» CONSEGNA:
Nell'estratto sul nucleare, perché con un sistema così complesso si sarà sempre "in ritardo di un accidente"? Spiegalo in una o due frasi.

» ESTRATTO DEL DOCUMENTO:

──────────────────────────────

Non era forse prevedibile? Cè voluta la tragedia giapponese perché le “élites“ e i geniali concettori transalpini se ne accorgessero?

Con un sistema così complesso, quando un accidente arriva si sarà sempre in ritardo di un accidente perché, come lo ammette Perre Tanguy (Ispettore Generale per la Sicurezza e la Protezione, Direzione Generale EDF: “L’insieme degli accidenti possibili è comunque limitato, cosicché noi pensiamo di poter coprire con il tempo la totalità dei casi possibili. Riconosco, però, che non siamo sicuri di essere completamente esaustivi e che se un accidente si produrrà sara quello che non avremo previsto”.

Le autorità si preparano all’accidente con la “dottrina” CODIRPA (COmitato DIRettore per la gestione della fase Post Accidentale).

Bella Belbéoch, 30 marzo 2011

Eros e Thanatos: la vita contro la morte


L’articolo che segue a questo commento è oggettivamente reazionario ma mette in luce sul piano quantitativo un aspetto soggettivamente vero del problema energetico. Bisognerà effettivamente risolvere il problema concreto di come realizzare il superamento del nucleare. Prima però di lasciarvi alla lettura del nemico, qualche puntino sulle i di radioattività.

Non ho dubbi sul fatto che oggi i giapponesi sperino - tardivamente, purtroppo - che i Dr. Stranamore straparlino solo su Saturno senza mai scendere sulla terra. Purtroppo sono gia scesi abbastanza spesso e se ne vedono i risultati. Quando questi psicopatici parlano di cultura, viene subito voglia di tirar fuori il contatore Geiger.

Il sacro consumo calcolato a 125 KWh/d intorno al quale l’articolista scientificamente danza, è un dato prodotto da una cultura alienata con cui il capitalismo ha bombardato la potenza orgastica e la volontà di vivere e di godere a vantaggio di un consumismo che in nome di un piacere di vivere pubblicitario è arrivato a mettere in scena dopo Hiroshima anche Fukushima mon amour.

I suoi calcoli sono viziati da un'intenzione dolosa soggiacente: continuare a produrre valore economico in nome di un progresso della servitù volontaria che si è trasmutato in un'apocalisse in progress.

Certo ci vuole energia, mica siamo primitivisti, ma per godere della vita e non per perderla nel tentare di guadagnarsela dal punto di vista economico.

Il loro economicismo, ancor peggio se inconscio e in buona fede, è comunque una fede e come tale partecipa oggettivamente all'irradiazione di oppio dei popoli che ha trasformato la civiltà del lavoro in una trappola mortale.

──────────────────────────────

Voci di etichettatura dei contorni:
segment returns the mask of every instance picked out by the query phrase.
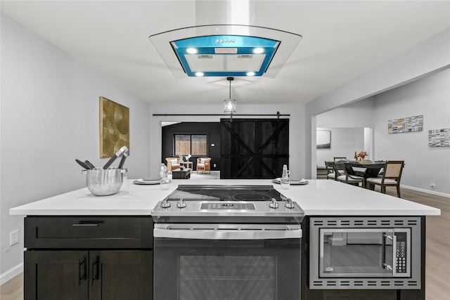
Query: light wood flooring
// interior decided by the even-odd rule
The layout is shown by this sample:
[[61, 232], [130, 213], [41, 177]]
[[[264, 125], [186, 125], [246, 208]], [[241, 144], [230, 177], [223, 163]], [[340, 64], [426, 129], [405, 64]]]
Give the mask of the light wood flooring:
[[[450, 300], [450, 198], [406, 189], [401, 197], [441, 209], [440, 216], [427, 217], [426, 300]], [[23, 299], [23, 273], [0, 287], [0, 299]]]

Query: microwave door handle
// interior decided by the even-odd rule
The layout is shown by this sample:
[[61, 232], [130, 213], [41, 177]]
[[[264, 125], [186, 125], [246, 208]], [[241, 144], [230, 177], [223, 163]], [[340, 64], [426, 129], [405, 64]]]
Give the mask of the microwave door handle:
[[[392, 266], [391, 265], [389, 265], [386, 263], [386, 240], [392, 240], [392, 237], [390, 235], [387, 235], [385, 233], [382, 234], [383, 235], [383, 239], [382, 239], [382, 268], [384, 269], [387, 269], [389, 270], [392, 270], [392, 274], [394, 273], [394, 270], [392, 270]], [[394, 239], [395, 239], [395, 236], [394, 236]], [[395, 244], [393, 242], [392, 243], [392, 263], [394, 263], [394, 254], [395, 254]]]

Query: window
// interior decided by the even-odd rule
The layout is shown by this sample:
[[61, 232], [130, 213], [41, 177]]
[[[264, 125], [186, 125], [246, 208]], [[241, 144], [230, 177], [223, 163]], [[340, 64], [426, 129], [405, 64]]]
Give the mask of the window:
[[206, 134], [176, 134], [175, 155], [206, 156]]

──────────────────────────────

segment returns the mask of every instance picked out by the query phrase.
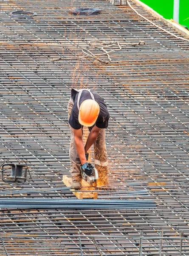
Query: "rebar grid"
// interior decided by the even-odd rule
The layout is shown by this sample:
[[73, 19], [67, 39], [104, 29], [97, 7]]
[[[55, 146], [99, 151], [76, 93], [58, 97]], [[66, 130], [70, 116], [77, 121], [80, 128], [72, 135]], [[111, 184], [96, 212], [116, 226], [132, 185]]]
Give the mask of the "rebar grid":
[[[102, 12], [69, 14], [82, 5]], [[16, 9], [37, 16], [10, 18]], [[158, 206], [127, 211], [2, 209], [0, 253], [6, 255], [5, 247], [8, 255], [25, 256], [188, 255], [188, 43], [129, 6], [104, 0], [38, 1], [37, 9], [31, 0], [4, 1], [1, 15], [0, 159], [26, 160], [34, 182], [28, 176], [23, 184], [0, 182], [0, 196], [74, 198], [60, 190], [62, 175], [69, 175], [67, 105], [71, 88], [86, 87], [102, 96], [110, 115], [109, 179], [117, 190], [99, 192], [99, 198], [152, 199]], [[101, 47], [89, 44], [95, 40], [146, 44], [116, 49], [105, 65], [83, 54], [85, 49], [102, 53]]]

──────────────────────────────

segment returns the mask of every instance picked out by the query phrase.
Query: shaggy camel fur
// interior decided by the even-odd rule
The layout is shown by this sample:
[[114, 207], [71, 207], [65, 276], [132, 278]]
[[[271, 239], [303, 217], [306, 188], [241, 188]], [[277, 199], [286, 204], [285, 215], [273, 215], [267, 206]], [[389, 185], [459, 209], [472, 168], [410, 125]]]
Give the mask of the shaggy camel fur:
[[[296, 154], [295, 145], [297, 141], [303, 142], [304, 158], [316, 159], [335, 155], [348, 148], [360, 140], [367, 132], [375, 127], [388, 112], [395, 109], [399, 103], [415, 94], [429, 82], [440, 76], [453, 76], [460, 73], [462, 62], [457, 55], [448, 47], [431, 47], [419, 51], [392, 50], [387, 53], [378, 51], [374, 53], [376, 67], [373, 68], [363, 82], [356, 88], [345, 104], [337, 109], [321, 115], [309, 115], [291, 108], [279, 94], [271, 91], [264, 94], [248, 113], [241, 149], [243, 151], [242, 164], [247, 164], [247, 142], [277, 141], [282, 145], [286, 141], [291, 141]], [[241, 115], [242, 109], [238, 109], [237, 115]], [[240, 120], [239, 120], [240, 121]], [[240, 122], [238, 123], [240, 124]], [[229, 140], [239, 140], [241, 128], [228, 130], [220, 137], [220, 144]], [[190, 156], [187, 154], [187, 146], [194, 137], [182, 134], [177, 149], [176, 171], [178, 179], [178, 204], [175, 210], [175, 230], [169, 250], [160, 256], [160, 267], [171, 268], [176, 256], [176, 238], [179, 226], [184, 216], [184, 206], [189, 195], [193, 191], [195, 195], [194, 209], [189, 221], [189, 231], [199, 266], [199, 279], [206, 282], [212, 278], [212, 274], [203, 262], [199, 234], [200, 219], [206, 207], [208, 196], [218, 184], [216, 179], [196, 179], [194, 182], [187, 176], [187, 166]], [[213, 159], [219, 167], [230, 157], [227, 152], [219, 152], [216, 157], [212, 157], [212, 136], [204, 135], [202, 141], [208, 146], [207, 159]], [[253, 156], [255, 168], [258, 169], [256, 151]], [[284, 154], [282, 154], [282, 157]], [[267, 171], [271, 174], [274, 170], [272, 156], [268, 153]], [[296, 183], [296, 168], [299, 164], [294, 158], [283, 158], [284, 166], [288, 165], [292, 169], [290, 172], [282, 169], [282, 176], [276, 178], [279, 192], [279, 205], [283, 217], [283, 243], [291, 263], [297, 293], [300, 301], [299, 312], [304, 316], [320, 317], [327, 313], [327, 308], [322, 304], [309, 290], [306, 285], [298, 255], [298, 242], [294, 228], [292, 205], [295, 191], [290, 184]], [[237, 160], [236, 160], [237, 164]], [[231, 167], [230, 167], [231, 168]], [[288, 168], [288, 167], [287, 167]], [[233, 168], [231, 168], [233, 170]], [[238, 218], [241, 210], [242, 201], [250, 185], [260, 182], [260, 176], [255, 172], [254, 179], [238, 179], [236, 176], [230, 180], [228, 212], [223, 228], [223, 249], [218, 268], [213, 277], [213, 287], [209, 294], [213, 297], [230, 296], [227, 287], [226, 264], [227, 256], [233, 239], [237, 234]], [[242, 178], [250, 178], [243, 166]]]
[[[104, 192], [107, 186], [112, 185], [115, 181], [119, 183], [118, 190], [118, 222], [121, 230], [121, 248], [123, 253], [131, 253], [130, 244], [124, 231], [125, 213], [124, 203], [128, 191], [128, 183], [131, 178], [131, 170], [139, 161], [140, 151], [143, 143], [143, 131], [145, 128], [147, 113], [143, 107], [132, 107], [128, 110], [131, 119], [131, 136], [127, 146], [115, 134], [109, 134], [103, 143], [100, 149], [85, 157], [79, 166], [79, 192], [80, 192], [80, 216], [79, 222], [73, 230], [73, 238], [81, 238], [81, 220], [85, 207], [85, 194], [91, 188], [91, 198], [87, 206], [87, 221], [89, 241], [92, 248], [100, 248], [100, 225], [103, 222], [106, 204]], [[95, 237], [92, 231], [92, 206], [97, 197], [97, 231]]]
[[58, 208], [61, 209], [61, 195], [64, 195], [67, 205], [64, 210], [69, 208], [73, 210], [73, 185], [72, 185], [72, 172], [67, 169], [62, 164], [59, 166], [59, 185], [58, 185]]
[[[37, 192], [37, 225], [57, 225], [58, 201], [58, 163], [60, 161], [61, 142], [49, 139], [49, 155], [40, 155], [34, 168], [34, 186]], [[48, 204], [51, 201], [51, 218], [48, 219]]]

──────────────────────────────

» RISULTATO FINALE:
Perché, come ammette Perre Tanguy dell'EDF, non si può essere sicuri di aver previsto in modo completamente esaustivo tutti gli accidenti possibili. Se un accidente si produrrà, sarà quindi proprio quello che non era stato previsto.